* **DOCUMENTO DI PARTENZA**:
★ ★ ★ ★ ★

È ufficiale, la Lombardia resta in zona arancione: in serata l’ordinanza del ministro Speranza
La Lombardia resta in zona arancione. La decisione è arrivata dopo il confronto tra Ministero della Sanità e Istituto Superiore di Sanità a seguito del monitoraggio di quest'ultimo che ha valutato l'andamento epidemiologico nella regione governata da Attilio Fontana. I dati emersi propendono più per la zona gialla, ma in virtù del decreto legge di aprile del Governo Draghi, il passaggio nella fascia con minori restrizioni resta vietato fino a inizio maggio. Mai presa in considerazione, invece, la possibilità di passare in zona rossa. In serata il ministro della Salute, Roberto Speranza, firmerà l'ordinanza che confermerà la zona arancione per la Lombardia.
I dati dell'Iss, in Lombardia numeri da zona gialla
Come testimoniato dai dati del monitoraggio dell'Iss, la situazione in Lombardia continua a migliorare. L'indice di contagio Rt scende a 0,78, così come calano i focolai e i contagi generali segnalati giorno per giorno dalle varie Ats territoriali. Resta alta, invece, la valutazione di impatto, che comprende il numero di posti letto (compresi quelli di terapia intensiva) occupati da degenti affetti dal Coronavirus. Lo stesso presidente di Regione Lombardia Attilio Fontana ha ribadito che: "dai dati che abbiamo potuto esaminare arrivati da Roma, la Regione Lombardia potrebbe già essere considerata ‘zona gialla'. Ad oggi però, come ben sapete, sono presenti dei limiti sul cambiamento delle fasce ma i numeri sono certamente positivi".

★ ★ ★ ★ ★

* **LAVORO RICHIESTO**: Nell'articolo sulla Lombardia in zona arancione, a quale valore scende l'indice di contagio Rt?

★ ★ ★ ★ ★

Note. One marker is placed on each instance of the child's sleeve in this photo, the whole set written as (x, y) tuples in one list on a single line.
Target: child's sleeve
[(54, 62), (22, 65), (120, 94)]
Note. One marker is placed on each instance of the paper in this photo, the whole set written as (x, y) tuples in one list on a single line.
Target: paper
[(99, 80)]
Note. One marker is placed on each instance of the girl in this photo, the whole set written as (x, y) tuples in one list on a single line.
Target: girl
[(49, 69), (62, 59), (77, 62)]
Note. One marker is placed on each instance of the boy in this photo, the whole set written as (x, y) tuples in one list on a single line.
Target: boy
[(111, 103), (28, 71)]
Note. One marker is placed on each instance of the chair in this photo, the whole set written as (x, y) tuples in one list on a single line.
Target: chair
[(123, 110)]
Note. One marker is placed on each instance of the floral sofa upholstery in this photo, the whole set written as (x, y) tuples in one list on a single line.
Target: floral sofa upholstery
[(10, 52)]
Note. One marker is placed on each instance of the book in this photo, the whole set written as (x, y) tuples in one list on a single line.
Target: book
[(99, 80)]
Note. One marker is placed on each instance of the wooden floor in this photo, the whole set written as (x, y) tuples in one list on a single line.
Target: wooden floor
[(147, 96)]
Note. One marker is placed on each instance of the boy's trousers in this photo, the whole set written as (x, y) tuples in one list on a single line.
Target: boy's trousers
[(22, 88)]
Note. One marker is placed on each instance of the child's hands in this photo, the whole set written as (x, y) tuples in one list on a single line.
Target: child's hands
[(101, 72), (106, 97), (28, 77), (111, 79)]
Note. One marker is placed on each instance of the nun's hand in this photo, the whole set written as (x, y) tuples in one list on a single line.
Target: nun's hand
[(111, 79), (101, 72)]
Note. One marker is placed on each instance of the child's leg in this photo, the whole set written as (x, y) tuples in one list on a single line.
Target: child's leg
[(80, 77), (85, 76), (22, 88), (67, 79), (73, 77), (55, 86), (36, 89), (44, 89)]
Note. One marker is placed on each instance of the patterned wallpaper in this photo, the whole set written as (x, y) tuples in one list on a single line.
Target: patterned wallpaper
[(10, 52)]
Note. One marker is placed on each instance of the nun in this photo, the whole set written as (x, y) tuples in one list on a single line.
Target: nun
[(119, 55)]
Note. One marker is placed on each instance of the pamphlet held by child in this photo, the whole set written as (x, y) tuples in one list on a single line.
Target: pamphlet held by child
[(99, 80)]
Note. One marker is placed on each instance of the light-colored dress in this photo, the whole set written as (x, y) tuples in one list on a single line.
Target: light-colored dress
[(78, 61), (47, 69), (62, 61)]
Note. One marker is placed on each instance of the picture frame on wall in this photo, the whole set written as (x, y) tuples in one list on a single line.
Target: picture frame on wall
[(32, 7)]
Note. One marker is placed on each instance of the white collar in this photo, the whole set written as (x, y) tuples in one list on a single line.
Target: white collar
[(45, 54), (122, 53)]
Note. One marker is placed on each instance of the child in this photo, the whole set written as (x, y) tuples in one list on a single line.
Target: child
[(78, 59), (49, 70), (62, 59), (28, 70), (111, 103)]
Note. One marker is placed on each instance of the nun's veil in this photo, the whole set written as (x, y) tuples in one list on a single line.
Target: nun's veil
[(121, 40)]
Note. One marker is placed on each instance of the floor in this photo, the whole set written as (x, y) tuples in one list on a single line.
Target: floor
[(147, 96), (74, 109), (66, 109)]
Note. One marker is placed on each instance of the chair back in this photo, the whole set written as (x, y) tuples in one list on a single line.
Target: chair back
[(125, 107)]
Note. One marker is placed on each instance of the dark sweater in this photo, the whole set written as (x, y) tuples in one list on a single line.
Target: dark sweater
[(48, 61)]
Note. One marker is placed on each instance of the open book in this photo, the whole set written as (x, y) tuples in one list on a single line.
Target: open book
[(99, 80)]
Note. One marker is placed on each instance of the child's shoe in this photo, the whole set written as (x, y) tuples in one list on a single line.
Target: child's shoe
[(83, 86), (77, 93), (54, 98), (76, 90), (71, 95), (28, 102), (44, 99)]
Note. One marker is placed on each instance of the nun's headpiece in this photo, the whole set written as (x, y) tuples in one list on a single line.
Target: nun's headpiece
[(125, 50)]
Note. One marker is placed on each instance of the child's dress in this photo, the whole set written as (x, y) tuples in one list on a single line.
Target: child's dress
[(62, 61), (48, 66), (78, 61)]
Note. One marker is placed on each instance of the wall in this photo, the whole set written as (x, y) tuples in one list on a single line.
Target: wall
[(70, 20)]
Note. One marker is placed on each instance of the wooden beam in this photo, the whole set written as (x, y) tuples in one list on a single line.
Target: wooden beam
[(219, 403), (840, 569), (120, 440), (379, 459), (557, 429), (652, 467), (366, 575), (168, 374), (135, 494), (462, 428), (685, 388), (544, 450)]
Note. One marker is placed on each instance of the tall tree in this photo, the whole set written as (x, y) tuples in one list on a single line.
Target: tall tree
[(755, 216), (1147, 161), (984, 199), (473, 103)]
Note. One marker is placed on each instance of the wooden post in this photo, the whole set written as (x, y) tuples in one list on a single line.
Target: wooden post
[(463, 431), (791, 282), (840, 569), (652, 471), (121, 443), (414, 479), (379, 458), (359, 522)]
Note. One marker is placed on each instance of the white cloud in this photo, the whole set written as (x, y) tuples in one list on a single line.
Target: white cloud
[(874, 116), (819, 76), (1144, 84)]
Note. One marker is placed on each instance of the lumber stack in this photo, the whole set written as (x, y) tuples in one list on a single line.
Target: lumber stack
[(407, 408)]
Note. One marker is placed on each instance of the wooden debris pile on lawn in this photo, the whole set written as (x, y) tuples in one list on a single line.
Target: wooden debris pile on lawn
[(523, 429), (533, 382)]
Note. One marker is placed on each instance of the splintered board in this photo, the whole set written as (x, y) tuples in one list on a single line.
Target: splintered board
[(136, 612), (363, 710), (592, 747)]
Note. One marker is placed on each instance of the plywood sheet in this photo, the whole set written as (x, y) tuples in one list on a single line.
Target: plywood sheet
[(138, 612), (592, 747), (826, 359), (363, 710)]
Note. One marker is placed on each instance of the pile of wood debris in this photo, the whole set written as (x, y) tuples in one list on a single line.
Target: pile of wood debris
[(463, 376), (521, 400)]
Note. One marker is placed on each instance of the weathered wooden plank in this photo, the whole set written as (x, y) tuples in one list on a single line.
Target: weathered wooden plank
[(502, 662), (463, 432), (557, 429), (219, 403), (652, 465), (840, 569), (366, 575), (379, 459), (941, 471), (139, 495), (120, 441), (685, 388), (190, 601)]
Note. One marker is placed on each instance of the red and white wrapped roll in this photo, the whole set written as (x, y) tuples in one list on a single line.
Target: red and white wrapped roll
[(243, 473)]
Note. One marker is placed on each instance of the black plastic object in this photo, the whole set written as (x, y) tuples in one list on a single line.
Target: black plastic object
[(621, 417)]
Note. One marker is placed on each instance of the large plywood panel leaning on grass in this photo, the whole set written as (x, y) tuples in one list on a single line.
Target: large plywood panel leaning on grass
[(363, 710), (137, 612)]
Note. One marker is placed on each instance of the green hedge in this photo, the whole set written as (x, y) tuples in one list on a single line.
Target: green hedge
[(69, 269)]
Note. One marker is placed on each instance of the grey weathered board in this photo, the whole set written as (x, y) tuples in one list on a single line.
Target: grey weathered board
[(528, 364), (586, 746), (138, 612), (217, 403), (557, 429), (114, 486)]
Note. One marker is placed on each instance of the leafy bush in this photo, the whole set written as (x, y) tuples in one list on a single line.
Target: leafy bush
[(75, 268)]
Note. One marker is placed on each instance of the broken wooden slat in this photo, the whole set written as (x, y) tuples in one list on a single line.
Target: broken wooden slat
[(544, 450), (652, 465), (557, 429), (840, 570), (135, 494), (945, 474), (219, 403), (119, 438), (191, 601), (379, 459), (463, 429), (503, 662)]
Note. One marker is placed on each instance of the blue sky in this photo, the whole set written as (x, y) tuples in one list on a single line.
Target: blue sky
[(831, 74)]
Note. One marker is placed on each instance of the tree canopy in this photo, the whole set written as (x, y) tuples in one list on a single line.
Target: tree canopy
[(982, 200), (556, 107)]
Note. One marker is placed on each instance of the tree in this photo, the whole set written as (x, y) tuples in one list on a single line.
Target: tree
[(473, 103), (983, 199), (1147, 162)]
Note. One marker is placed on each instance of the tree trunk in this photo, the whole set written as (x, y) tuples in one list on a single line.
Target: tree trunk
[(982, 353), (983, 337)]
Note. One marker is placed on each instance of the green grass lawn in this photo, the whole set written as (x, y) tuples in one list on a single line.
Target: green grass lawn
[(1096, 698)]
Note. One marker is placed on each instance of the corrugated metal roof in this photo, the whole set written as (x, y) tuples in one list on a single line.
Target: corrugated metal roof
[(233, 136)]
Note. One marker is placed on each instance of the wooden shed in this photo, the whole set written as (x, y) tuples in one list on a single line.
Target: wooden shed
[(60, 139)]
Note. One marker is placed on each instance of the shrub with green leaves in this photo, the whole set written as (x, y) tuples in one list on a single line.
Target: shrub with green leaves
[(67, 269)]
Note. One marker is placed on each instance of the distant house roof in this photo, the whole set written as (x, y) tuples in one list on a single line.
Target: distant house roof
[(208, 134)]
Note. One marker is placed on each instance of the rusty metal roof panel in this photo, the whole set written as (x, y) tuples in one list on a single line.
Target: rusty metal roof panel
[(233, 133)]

★ ★ ★ ★ ★

* **RISULTATO DELL'ESERCIZIO**: L'indice Rt scende a 0,78.